- [Work instructions] Every entry that follows is to be set down exactly, with its pictures omitted.

--------------------------------

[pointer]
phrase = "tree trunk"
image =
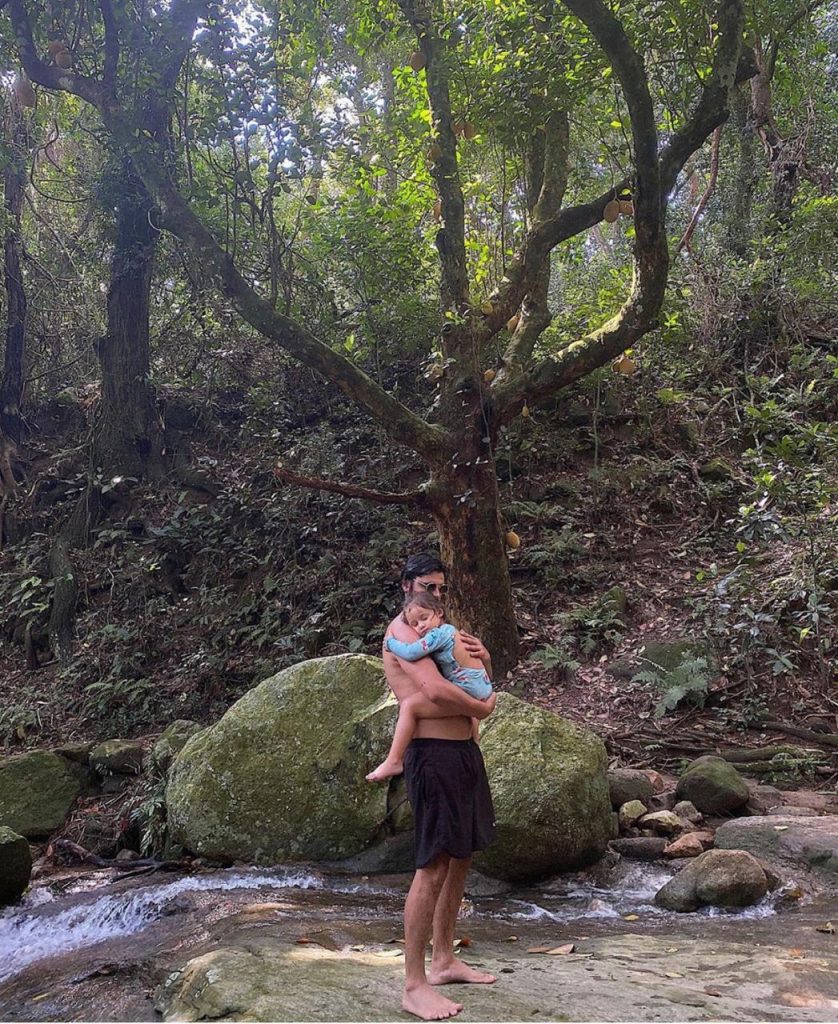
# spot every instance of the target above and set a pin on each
(464, 500)
(127, 435)
(13, 184)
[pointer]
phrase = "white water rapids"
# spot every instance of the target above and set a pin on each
(27, 937)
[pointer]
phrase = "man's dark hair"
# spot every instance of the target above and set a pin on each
(421, 564)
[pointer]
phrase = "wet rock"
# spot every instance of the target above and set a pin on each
(687, 810)
(663, 801)
(630, 813)
(805, 843)
(79, 753)
(626, 784)
(713, 785)
(15, 865)
(37, 792)
(685, 846)
(662, 822)
(117, 757)
(639, 848)
(717, 878)
(549, 791)
(171, 742)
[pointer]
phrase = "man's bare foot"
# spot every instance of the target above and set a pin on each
(386, 769)
(458, 973)
(422, 1001)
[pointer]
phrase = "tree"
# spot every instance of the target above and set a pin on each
(457, 441)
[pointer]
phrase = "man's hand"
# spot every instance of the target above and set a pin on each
(476, 648)
(488, 707)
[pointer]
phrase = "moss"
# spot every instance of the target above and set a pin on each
(281, 775)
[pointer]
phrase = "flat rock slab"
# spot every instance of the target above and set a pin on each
(803, 842)
(629, 977)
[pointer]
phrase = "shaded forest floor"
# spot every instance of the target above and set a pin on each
(654, 483)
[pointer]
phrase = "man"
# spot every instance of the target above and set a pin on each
(452, 807)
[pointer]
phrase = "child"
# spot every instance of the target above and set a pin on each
(437, 638)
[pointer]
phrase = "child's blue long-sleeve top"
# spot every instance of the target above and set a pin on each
(438, 643)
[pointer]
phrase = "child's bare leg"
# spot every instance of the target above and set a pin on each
(410, 711)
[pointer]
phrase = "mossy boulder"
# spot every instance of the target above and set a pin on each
(171, 742)
(37, 792)
(281, 775)
(549, 790)
(713, 785)
(15, 865)
(117, 757)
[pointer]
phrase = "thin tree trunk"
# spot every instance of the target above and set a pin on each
(127, 435)
(13, 184)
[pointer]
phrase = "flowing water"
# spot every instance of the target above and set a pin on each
(88, 945)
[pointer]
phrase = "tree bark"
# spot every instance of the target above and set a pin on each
(127, 436)
(13, 184)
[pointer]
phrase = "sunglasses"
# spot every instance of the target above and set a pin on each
(432, 588)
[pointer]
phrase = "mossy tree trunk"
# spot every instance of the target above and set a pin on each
(127, 435)
(14, 179)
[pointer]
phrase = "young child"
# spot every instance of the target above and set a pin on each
(440, 639)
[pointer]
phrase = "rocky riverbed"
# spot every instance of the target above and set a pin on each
(301, 944)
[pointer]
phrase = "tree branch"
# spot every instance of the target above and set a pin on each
(349, 489)
(445, 169)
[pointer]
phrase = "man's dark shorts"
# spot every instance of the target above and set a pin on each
(449, 793)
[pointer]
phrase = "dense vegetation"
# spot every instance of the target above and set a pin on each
(292, 290)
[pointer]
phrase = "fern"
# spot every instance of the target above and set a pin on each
(688, 680)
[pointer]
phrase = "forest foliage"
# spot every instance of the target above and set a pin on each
(497, 233)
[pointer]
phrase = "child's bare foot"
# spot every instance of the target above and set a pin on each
(459, 973)
(386, 769)
(428, 1005)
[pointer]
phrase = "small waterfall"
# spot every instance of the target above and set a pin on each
(27, 937)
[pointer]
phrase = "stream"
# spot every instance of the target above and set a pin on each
(88, 945)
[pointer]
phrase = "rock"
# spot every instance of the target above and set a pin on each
(37, 793)
(171, 742)
(717, 878)
(392, 855)
(281, 775)
(713, 785)
(15, 865)
(662, 822)
(793, 811)
(716, 470)
(639, 848)
(117, 757)
(78, 753)
(663, 801)
(663, 654)
(626, 784)
(616, 601)
(805, 843)
(630, 813)
(549, 790)
(686, 846)
(684, 809)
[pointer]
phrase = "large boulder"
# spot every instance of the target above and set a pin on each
(281, 775)
(801, 842)
(717, 878)
(713, 785)
(171, 742)
(549, 790)
(37, 792)
(15, 865)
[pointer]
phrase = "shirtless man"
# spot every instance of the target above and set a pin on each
(452, 807)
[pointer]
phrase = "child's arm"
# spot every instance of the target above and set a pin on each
(432, 640)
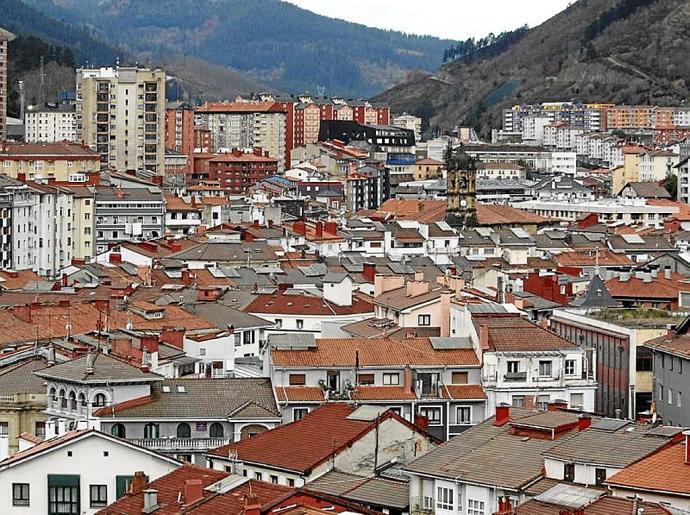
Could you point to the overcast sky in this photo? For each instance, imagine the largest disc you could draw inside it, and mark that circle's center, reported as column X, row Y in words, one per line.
column 453, row 19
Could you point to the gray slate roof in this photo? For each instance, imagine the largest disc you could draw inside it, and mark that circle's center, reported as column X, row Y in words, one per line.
column 206, row 399
column 105, row 369
column 370, row 491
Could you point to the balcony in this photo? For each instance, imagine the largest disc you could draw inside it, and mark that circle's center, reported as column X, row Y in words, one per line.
column 180, row 444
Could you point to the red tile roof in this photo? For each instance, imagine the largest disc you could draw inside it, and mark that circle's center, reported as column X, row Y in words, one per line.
column 281, row 303
column 463, row 392
column 302, row 445
column 514, row 333
column 172, row 484
column 299, row 393
column 664, row 471
column 495, row 214
column 658, row 288
column 382, row 393
column 373, row 352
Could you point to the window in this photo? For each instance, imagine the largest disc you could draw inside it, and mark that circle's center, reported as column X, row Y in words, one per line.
column 475, row 507
column 299, row 413
column 432, row 413
column 184, row 430
column 216, row 430
column 151, row 431
column 20, row 494
column 463, row 415
column 545, row 368
column 444, row 498
column 99, row 496
column 118, row 430
column 569, row 472
column 570, row 367
column 365, row 379
column 459, row 378
column 63, row 494
column 391, row 379
column 298, row 379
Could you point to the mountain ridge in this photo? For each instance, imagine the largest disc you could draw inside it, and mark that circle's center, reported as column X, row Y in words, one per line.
column 637, row 58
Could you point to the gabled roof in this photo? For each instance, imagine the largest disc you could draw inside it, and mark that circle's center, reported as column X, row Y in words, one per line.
column 106, row 369
column 201, row 398
column 664, row 471
column 69, row 437
column 511, row 333
column 302, row 445
column 373, row 352
column 597, row 296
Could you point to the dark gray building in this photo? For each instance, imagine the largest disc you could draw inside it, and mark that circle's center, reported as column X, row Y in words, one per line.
column 128, row 214
column 671, row 369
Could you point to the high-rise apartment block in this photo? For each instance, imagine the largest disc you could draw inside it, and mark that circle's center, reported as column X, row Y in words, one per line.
column 121, row 114
column 179, row 128
column 5, row 38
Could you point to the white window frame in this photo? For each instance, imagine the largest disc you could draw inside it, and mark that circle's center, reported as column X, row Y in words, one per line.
column 388, row 376
column 457, row 417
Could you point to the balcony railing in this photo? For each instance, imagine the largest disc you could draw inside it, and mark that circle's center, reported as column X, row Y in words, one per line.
column 180, row 444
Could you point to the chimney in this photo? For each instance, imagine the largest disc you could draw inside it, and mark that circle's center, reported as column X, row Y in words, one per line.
column 173, row 336
column 252, row 506
column 502, row 414
column 369, row 272
column 445, row 313
column 139, row 482
column 584, row 421
column 150, row 501
column 192, row 491
column 557, row 405
column 415, row 288
column 484, row 338
column 408, row 379
column 331, row 228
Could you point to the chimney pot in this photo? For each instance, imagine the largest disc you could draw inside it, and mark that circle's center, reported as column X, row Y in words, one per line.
column 192, row 491
column 502, row 414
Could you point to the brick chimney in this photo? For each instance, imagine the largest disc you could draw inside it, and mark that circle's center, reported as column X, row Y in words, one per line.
column 502, row 414
column 252, row 506
column 192, row 491
column 584, row 421
column 139, row 482
column 484, row 337
column 369, row 272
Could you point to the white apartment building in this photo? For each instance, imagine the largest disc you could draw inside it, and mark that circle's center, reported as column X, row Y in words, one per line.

--------------------------------

- [Output of the task]
[pointer]
phrase = "tree trunk"
image =
# spot every instance of the target above and set a pin on each
(464, 500)
(127, 435)
(13, 184)
[pointer]
phrase = "white water rapids"
# spot every instance of the target above and set a pin on each
(27, 937)
[pointer]
phrase = "man's dark hair"
# spot every instance of the target above and set a pin on each
(421, 564)
[pointer]
phrase = "wet rock"
# spot every instance of the target above and set a pin on each
(687, 810)
(663, 801)
(630, 813)
(805, 843)
(79, 753)
(626, 784)
(713, 785)
(15, 865)
(37, 792)
(685, 846)
(662, 822)
(117, 757)
(639, 848)
(717, 878)
(549, 791)
(171, 742)
[pointer]
phrase = "man's bare foot"
# spot every instance of the target above and set a pin on each
(386, 769)
(458, 973)
(422, 1001)
[pointer]
phrase = "tree"
# spot every instance of the target above and set a pin on each
(457, 441)
[pointer]
phrase = "man's hand"
# spot every instance of the target above and set a pin on each
(476, 648)
(488, 707)
[pointer]
phrase = "moss"
# spot every instance of the target above and set a pin on each
(281, 775)
[pointer]
phrase = "flat rock slab"
# spot every instance of the target above and set a pin on each
(803, 842)
(629, 977)
[pointer]
phrase = "shaded forest floor"
# spot every instance of the target above and set a pin on each
(654, 483)
[pointer]
phrase = "man"
# spot every instance of the target above and set a pin on each
(452, 807)
[pointer]
phrase = "child"
# spot every instance of the target above and set a pin on each
(437, 638)
[pointer]
phrase = "child's blue long-sleeve top"
# spot every instance of the target above and set a pin on each
(438, 643)
[pointer]
phrase = "child's bare leg"
# spot every instance of the target above and set a pin on each
(410, 711)
[pointer]
phrase = "mossy boulder"
# spot every instance of the target above and set a pin on each
(171, 742)
(37, 792)
(281, 775)
(549, 790)
(713, 785)
(15, 865)
(117, 757)
[pointer]
phrase = "thin tree trunk"
# spot every instance of the target above and set a pin on each
(127, 435)
(13, 184)
[pointer]
phrase = "flowing water"
# spot every instance of the target above and set a pin on each
(88, 945)
[pointer]
phrase = "tree bark"
# spot every instance of the target above and set a pin on each
(127, 436)
(13, 184)
[pointer]
phrase = "sunglasses"
# spot every instance of the target above and set a pin on each
(432, 588)
[pointer]
phrase = "mossy tree trunk"
# spot every instance of the target above and set a pin on each
(127, 435)
(14, 179)
[pointer]
phrase = "young child"
# spot every instance of the target above and set a pin on each
(440, 639)
[pointer]
phrase = "rocky riverbed"
# spot every instance of the target above and set a pin on each
(301, 944)
[pointer]
phrase = "tree branch"
# spot every instance of the target above and set a pin on each
(349, 489)
(445, 169)
[pointer]
phrase = "man's dark shorts"
# spot every instance of the target above and set a pin on each
(449, 793)
[pointer]
phrase = "dense vegetation"
# spot every instance of the target above and set a pin on each
(292, 290)
[pointer]
phrase = "fern"
# spot every instance of the target above and set a pin on each
(688, 680)
[pointer]
phrase = "forest foliage"
# spot every instance of the target above and set a pin on each
(497, 233)
[pointer]
phrase = "child's bare foot"
# spot every instance of the target above and set a pin on each
(459, 973)
(386, 769)
(428, 1005)
[pointer]
phrase = "small waterfall"
# spot every instance of the target above and set a pin on each
(27, 937)
[pointer]
phrase = "stream"
# spot every instance of the target above and set a pin on each
(88, 945)
[pointer]
phrase = "rock"
# spot every instance of the target above and set a pin on each
(37, 793)
(171, 742)
(717, 878)
(392, 855)
(281, 775)
(713, 785)
(15, 865)
(662, 822)
(793, 811)
(716, 470)
(639, 848)
(117, 757)
(78, 753)
(663, 801)
(663, 654)
(626, 784)
(616, 601)
(805, 843)
(630, 813)
(549, 790)
(686, 846)
(684, 809)
[pointer]
phrase = "large boulder"
# spot every instance of the target above and set a pin on each
(281, 775)
(801, 842)
(717, 878)
(713, 785)
(171, 742)
(549, 790)
(37, 792)
(15, 865)
[pointer]
phrase = "shirtless man"
# spot every instance of the target above and set a pin on each
(452, 807)
[pointer]
phrase = "child's arm"
# spot every instance of the target above and set a pin on each
(432, 640)
Could you point to the overcast sky in this photo? For each instance, imagine the largest disc you could draw inside it, and mark that circle's center, reported as column X, row Y in words, one per line.
column 453, row 19
Could you point to the gray slate roof in this photo? For each instance, imagine the largest disc you could draw inside it, and mark that circle's center, reported as column X, row Y in words, one per line.
column 206, row 399
column 105, row 369
column 370, row 491
Could you point to the balcony in this photo? For each instance, imagine the largest disc you could draw inside it, and mark that circle's center, reported as column X, row Y in words, one per line.
column 180, row 444
Could you point to the red tile roof in this photo? For each instance, imagine the largest disc you could draw inside it, and mark that circle's center, reported as column X, row Y in words, one per line.
column 281, row 303
column 463, row 392
column 302, row 445
column 514, row 333
column 172, row 484
column 299, row 393
column 664, row 471
column 495, row 214
column 658, row 288
column 382, row 393
column 373, row 352
Could you point to the window in this photo? For each instance, imagine the largest disc you could draw inside it, and mark that circle's center, reported as column X, row Y in words, one per line.
column 475, row 507
column 299, row 413
column 432, row 413
column 184, row 430
column 216, row 430
column 151, row 431
column 20, row 494
column 463, row 415
column 545, row 368
column 444, row 498
column 99, row 496
column 118, row 430
column 569, row 472
column 570, row 367
column 365, row 379
column 459, row 378
column 63, row 494
column 391, row 379
column 298, row 379
Could you point to the mountain ridge in this photo? For each instance, imagine the largest disc you could draw inside it, and mark that circle's center, reported as column X, row Y in words, one per line.
column 637, row 58
Could you point to the gabled roof in this photo? For each instance, imagine the largest disc you could draw inside it, and mark that circle's center, reported as column X, row Y in words, one per line.
column 106, row 369
column 201, row 398
column 664, row 471
column 69, row 437
column 511, row 333
column 302, row 445
column 373, row 352
column 597, row 296
Could you point to the dark gray building in this photo? For each instance, imagine the largest disc you could draw inside it, and mark that circle's center, reported as column X, row Y in words, one per line.
column 128, row 214
column 671, row 369
Could you point to the high-rise apartment block in this photo? For each instance, imagine the largest disc you could draw inside it, and mark that circle's center, reported as column X, row Y in words, one per line.
column 121, row 114
column 179, row 128
column 5, row 38
Could you point to the white window frame in this photo? For each instance, imagine the largest disc you could draw inside it, and mark that circle's center, reported as column X, row Y in words, one per line.
column 388, row 376
column 457, row 417
Could you point to the balcony railing in this photo? For each instance, imagine the largest disc you could draw inside it, and mark that circle's center, reported as column X, row Y in words, one per line.
column 180, row 444
Could you point to the chimney in this photo? For each instance, imagine the largest disc you could draw inside it, and mark that circle's center, reported as column X, row Y in words, one per line.
column 173, row 336
column 252, row 506
column 502, row 414
column 369, row 272
column 445, row 313
column 139, row 482
column 584, row 421
column 150, row 501
column 192, row 491
column 557, row 405
column 415, row 288
column 484, row 338
column 408, row 379
column 331, row 228
Could you point to the chimney pot in this photo? For each instance, imagine the largest disc you could draw inside it, and mark that circle's center, reported as column X, row Y in words, one per line.
column 192, row 491
column 502, row 414
Could you point to the brick chimney in this photo? For each instance, imagine the largest disc you could draw inside it, and mark that circle's center, reported as column X, row Y in words, one per line.
column 502, row 414
column 252, row 506
column 192, row 491
column 584, row 421
column 139, row 482
column 484, row 337
column 369, row 272
Could you point to the white apartment building in this photo? For each instance, imagine the largest disc you could draw inside it, and mark that circle's center, reported as column X, row Y in words, one per line.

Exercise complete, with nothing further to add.